Consigne écrite ▸ D'après l'extrait sur le mécanisme d'ajustement carbone aux frontières, pourquoi concevoir le MACF comme une continuation du système européen d'échange de quotas d'émission serait-il avantageux ? Répondez en une à trois phrases.

Extrait ▸

L’UE veut imposer une taxe carbone sur toutes les importations à forte intensité énergétique et la Commission a déjà annoncé la création d’un mécanisme d’ajustement carbone aux frontières (MACF). Il s’agit de créer des conditions équitables pour les producteurs européens et étrangers et de réduire le risque de fuite de carbone. Selon la définition de la Commission, la fuite de carbone désigne « une situation dans laquelle une entreprise, pour échapper aux coûts liés aux politiques climatiques, déplace sa production dans un autres pays appliquant des règles moins strictes en matière de limitation des émissions, risquant ainsi d’augmenter ses émissions totales ».
L’UE est le plus grand partenaire commercial de la Russie et l’empreinte carbone de ses exportations vers l’UE (principalement de l’énergie, de l’acier et des engrais) est la deuxième après celle de la Chine qui est estimée à 150-200 millions de tonnes d’équivalent CO2. Selon les estimations publiées par KPMG en juillet 2020, en 2022-2030, le MACF de l’UE pourrait coûter aux exportateurs russes – selon le scénario – entre 6 et 50,6 milliards d’euros. D’autres calculs effectués par BCG évaluent le coût pour les exportateurs russes entre 3 et 4,8 milliards de dollars américains par an. Il ne fait aucun doute que le mécanisme MACF de l’UE ne sera pas bien accueilli à Moscou. Il s’agit d’un « protectionnisme caché sous un prétexte plausible » qui empêchera l’accès des marchandises russes au marché européen, a déclaré le chef adjoint du Conseil de sécurité et ancien premier ministre russe Dmitri Medvedev. La réaction de Moscou dépendra toutefois de la mise en œuvre pratique du mécanisme d’ajustement carbone aux frontières. L’introduction d’une taxe sur le carbone – clairement considérée comme une mesure protectionniste en vertu des règles de l’OMC – offrira à Moscou l’opportunité de contester juridiquement ces mesures. Toutefois, la Commission européenne a déjà confirmé que le mécanisme MACF sera conçu de manière à prendre pleinement en compte les règles de l’OMC et les autres obligations internationales de l’UE. Il est donc probable que le mécanisme MACF de l’UE sera une continuation du système européen d’échange de quotas d’émission (ETS). Selon Pascal Canfin – un député français à la tête de la commission environnement du Parlement européen (ENVI) – procéder ainsi rendra l’adoption plus facile (une majorité qualifiée est nécessaire, tandis qu’une taxe devrait être approuvée à l’unanimité) et réduira également le risque d’être rejetée par l’OMC au titre de mesure protectionniste.

Listing fourni ▸
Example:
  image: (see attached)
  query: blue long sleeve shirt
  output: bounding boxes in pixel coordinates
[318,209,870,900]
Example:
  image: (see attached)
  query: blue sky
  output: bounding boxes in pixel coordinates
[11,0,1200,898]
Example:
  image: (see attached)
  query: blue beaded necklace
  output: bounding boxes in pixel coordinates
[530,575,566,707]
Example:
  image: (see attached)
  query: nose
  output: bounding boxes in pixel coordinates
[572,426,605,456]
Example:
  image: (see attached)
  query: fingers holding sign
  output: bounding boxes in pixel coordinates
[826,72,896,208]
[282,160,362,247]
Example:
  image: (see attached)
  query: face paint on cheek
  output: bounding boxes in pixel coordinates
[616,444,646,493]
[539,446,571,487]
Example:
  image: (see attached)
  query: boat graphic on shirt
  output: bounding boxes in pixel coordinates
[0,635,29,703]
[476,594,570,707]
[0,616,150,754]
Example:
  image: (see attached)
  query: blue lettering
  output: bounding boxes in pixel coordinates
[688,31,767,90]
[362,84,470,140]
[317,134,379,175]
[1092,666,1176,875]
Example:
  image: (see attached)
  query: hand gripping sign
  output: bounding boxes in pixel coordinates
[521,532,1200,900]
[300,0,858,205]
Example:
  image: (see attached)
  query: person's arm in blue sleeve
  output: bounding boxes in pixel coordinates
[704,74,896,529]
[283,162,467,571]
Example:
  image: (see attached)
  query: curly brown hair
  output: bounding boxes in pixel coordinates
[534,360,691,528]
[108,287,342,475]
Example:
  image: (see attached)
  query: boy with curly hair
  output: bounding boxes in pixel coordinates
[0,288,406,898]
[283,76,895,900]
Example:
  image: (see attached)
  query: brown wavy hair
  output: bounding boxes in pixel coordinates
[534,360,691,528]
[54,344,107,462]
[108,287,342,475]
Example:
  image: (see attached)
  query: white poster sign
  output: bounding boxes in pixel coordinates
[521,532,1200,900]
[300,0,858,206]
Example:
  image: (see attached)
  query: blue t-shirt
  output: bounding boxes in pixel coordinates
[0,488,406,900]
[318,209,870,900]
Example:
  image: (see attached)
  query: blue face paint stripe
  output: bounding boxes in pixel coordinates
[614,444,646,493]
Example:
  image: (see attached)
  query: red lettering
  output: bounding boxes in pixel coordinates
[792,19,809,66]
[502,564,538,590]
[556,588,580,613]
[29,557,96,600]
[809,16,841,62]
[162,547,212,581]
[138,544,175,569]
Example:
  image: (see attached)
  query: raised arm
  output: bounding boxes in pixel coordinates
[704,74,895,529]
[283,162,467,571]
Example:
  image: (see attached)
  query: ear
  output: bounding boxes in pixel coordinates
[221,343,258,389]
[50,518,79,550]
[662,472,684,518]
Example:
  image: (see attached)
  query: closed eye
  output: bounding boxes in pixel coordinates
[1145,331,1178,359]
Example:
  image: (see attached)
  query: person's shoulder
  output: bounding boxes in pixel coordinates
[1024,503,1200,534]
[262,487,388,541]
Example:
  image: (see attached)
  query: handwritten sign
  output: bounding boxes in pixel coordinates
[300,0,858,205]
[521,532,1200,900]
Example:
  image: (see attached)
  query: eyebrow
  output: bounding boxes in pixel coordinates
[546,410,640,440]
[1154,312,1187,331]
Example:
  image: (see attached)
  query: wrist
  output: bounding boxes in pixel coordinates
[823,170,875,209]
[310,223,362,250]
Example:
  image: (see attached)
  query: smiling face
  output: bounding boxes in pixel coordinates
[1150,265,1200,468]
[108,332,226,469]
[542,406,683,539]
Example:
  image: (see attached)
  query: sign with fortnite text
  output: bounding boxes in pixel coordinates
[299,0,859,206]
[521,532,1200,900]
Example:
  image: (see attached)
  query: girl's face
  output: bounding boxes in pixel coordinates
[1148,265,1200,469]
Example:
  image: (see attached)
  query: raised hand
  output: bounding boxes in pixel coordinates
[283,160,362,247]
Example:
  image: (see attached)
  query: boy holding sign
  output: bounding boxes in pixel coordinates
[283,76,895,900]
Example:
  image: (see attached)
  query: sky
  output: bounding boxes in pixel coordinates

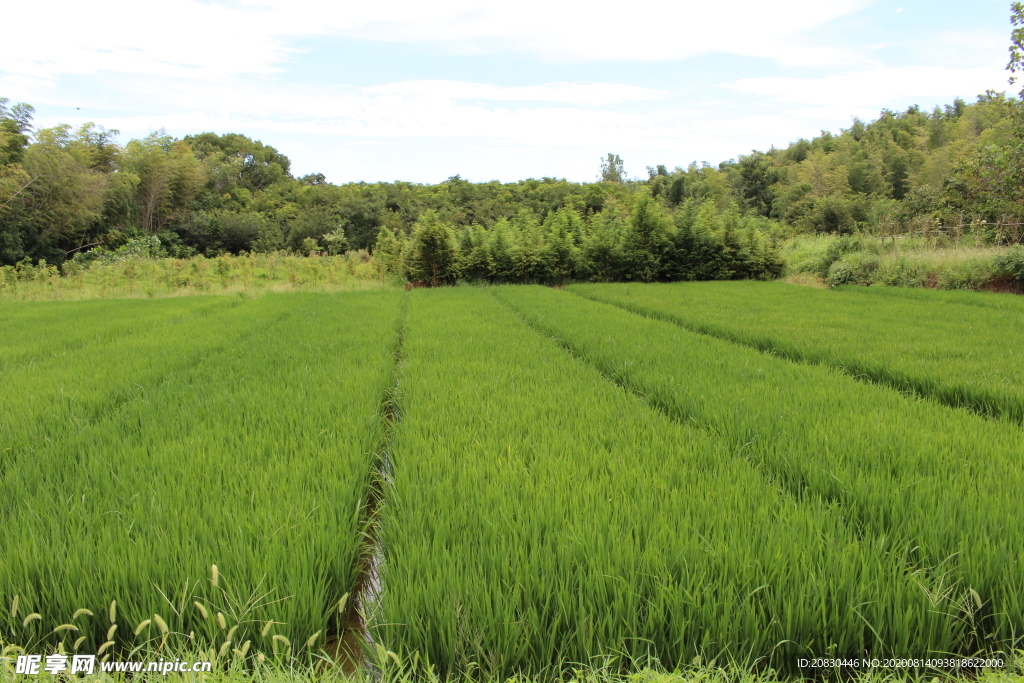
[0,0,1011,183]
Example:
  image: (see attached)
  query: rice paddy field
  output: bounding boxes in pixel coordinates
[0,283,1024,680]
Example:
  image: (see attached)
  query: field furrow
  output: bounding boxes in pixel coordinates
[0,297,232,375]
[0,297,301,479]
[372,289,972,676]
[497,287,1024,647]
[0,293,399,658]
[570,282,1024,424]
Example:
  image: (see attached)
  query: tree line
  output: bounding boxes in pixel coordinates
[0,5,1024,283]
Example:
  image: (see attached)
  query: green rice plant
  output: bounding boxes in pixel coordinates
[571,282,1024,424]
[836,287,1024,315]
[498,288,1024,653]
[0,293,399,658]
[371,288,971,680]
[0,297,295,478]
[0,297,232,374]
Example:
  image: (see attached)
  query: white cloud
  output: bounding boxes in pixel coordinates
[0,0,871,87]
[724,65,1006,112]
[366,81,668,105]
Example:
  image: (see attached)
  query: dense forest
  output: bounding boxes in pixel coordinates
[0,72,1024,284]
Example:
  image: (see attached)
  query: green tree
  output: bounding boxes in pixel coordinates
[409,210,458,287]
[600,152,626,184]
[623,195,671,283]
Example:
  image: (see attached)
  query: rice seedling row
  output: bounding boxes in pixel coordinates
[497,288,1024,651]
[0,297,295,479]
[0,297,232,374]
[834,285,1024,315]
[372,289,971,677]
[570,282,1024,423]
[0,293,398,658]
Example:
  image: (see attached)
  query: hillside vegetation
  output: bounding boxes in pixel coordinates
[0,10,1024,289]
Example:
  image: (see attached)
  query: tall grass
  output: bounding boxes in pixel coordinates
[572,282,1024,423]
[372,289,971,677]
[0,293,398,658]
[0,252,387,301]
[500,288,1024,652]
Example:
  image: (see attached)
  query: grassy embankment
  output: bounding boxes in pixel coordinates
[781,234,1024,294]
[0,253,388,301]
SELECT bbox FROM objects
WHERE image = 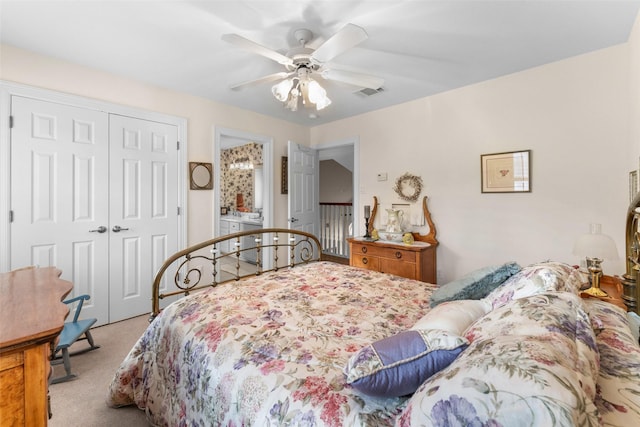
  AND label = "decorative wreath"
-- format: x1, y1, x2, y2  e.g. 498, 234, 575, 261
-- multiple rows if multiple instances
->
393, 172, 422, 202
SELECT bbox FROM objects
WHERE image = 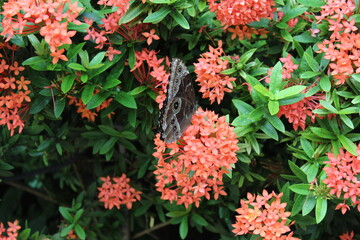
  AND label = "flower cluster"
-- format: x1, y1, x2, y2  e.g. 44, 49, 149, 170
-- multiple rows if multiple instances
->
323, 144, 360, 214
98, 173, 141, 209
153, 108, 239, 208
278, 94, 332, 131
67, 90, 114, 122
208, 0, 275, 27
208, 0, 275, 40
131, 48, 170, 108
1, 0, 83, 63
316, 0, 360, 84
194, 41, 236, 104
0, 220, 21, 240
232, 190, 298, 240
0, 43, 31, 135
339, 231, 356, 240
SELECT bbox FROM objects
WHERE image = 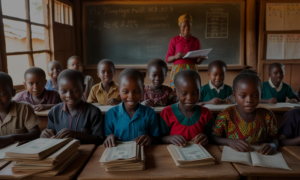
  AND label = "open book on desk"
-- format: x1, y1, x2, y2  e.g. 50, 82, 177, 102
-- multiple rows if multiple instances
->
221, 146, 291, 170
---
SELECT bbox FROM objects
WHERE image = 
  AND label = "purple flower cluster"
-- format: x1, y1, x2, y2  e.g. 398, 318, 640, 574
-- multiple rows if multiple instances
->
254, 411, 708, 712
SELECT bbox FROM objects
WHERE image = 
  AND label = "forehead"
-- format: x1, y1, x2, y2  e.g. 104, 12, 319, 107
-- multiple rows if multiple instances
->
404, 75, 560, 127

Réponse rédigée ▸ Selon Pascal Canfin, procéder ainsi rendra l'adoption plus facile, car une majorité qualifiée suffira, alors qu'une taxe devrait être approuvée à l'unanimité. Cela réduira aussi le risque que le mécanisme soit rejeté par l'OMC au titre de mesure protectionniste.